Stored data
════════════════

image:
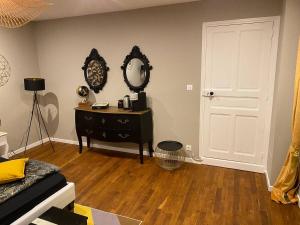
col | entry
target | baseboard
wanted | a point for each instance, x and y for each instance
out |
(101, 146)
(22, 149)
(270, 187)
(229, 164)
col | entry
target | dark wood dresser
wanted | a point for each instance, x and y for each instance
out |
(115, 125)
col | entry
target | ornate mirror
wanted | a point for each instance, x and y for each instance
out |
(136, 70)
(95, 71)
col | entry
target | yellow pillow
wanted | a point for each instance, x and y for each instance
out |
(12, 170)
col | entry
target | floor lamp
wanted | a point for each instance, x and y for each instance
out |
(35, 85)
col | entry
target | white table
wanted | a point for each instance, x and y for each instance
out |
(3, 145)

════════════════

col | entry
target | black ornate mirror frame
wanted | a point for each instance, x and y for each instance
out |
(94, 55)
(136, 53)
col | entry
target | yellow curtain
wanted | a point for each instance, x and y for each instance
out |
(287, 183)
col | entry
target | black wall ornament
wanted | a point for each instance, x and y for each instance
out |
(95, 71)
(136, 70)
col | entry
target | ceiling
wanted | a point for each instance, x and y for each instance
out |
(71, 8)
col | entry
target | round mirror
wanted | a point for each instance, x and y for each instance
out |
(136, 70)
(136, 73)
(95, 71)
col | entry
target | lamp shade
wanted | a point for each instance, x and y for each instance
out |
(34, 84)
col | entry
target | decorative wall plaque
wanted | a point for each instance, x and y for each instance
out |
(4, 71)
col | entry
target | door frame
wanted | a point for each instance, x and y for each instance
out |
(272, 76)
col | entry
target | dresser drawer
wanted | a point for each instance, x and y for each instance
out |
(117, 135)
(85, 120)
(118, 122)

════════════════

▸ **TASK REQUIREMENTS**:
Lines holding "wall" in the data above: copy each of them.

▸ **PROBLEM SOLUTION**:
target | black wall ornament
target | decorative wall plaque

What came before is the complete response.